TRECHO DO DOCUMENTO:
================
A Associação dos Advogados de São Paulo (AASP) realiza audiência pública para discutir projeto que pretende alterar a lei de adoção, em 27/10, às 14h, na sede da instituição, no centro da cidade. O encontro é em parceria com o Instituto Brasileiro de Direito de Família (IBDFAM) e objetivo é apresentar uma proposta alternativa às medidas anunciadas pelo governo nas últimas semanas, já que para os especialistas da área, as alterações sugeridas podem não alcançar o resultado desejado, pois existem falhas em todo o processo.
A presidente do Supremo Tribunal Federal (STF), a ministra Carmem Lucia, na quarta-feira (12), afirmou que o Conselho Nacional de Justiça (CNJ) tem buscado medidas para "fortalecer" o programa de adoção de crianças no país. A proposta deve resultar em um tempo menor para que essas crianças encontrem uma família, limite de 120 dias, prorrogáveis por igual período. Hoje, esses menores permanecem por mais de dois anos nas instituições de acolhimento, o que as afastam, a cada ano, do perfil desejado pelos interessados.
================
Dados de indicação baseados em imagens
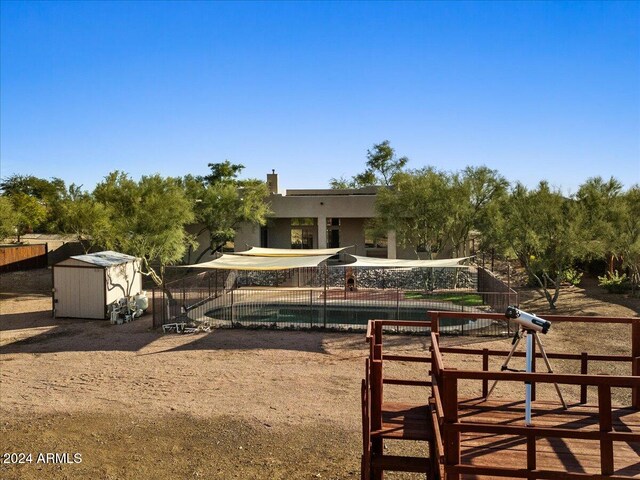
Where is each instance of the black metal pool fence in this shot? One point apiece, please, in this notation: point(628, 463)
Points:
point(335, 298)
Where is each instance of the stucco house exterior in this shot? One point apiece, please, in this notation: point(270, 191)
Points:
point(317, 218)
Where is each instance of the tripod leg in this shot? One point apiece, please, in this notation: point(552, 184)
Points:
point(506, 362)
point(546, 360)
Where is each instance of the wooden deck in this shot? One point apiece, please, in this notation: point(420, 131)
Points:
point(580, 456)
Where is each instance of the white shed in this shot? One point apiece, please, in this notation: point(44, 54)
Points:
point(85, 285)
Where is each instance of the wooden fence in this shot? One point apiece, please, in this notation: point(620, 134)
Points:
point(23, 257)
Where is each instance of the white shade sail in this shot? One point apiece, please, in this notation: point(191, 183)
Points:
point(372, 262)
point(239, 262)
point(290, 252)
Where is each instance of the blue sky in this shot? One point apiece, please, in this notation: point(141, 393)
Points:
point(539, 90)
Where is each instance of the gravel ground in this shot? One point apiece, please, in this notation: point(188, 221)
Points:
point(227, 404)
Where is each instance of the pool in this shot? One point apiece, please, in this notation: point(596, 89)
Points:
point(288, 314)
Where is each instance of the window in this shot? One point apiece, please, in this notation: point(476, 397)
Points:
point(333, 232)
point(302, 232)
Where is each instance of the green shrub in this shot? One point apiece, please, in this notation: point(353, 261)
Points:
point(572, 276)
point(615, 283)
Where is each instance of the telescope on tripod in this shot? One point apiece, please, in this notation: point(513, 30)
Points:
point(529, 327)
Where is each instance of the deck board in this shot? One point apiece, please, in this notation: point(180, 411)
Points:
point(557, 454)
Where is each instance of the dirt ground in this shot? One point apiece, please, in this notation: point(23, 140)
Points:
point(134, 403)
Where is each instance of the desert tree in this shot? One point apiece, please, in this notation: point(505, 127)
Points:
point(417, 208)
point(222, 202)
point(148, 219)
point(628, 234)
point(87, 219)
point(539, 227)
point(470, 194)
point(382, 166)
point(36, 200)
point(601, 212)
point(8, 219)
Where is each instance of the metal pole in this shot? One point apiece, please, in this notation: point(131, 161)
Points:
point(324, 309)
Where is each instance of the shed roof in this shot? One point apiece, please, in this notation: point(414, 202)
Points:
point(107, 258)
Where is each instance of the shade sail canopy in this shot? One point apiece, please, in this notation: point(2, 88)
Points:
point(239, 262)
point(290, 252)
point(399, 263)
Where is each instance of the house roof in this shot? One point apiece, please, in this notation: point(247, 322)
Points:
point(250, 262)
point(107, 258)
point(290, 252)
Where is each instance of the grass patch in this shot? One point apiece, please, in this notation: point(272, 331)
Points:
point(465, 299)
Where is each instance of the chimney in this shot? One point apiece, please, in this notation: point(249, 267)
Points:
point(272, 182)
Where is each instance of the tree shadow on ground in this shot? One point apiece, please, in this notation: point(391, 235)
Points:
point(245, 339)
point(23, 333)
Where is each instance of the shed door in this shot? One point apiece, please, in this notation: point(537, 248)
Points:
point(79, 292)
================
INSTRUÇÃO DA TAREFA 1:
Responda às perguntas com base no texto sobre a lei de adoção:
(a) Em que data e horário a AASP realiza a audiência pública?
(b) Em parceria com qual instituição a AASP promove o encontro?
(c) Qual é o limite de tempo que a proposta prevê para que as crianças encontrem uma família?
INSTRUÇÃO DA TAREFA 2:
Indique se cada afirmação está de acordo com o texto sobre a lei de adoção e cite as palavras do texto que decidem a resposta:
(a) A audiência pública acontece na sede da AASP, no centro da cidade.
(b) Hoje as crianças ficam menos de um ano nas instituições de acolhimento.
(c) A ministra Carmem Lucia fez sua declaração na quarta-feira (12).
INSTRUÇÃO DA TAREFA 3: Retome o texto sobre a lei de adoção a partir do ponto em que ele termina.

RESPOSTA 1:
(a) Em 27/10, às 14h.
(b) Com o Instituto Brasileiro de Direito de Família (IBDFAM).
(c) 120 dias, prorrogáveis por igual período.

RESPOSTA 2:
(a) Sim: "na sede da instituição, no centro da cidade".
(b) Não: "esses menores permanecem por mais de dois anos nas instituições de acolhimento".
(c) Sim: "a ministra Carmem Lucia, na quarta-feira (12), afirmou".

RESPOSTA 3:
“O modelo em vigor, sancionado há 7 anos, é falho e desanimador para as duas partes: criança e candidatos a pais. Precisamos debater o tema e as regras precisam mudar. As normas devem favorecer o processo e não atrapalhar os envolvidos. O Cadastro Nacional de Adoção aponta que 55% dos pretendentes preferem crianças de zero a três anos, ou seja, esses números reforçam a urgência por mudança. A cada ano essa criança fica desacreditada e o sonho de ter um lar fica mais distante”, explica a advogada da área de família Viviane Girardi, diretora da Associação dos Advogados de São Paulo.
Dados do Cadastro Nacional de Crianças Acolhidas do Conselho Nacional de Justiça (CNJ) apontam que mais de 46 mil crianças e adolescentes estão em acolhimento institucional. Desse total, apenas 7 mil estão aptas para adoção. Em contrapartida, o mesmo cadastro mostra que há mais de 37 mil pessoas interessadas em adotar. As regras atuais permitem que crianças permaneçam mais de dois anos em instituições de acolhimento, o que as afastam, a cada ano, do retrato indicado pelos interessados.
Serviço:
Associação dos Advogados de São Paulo (AASP)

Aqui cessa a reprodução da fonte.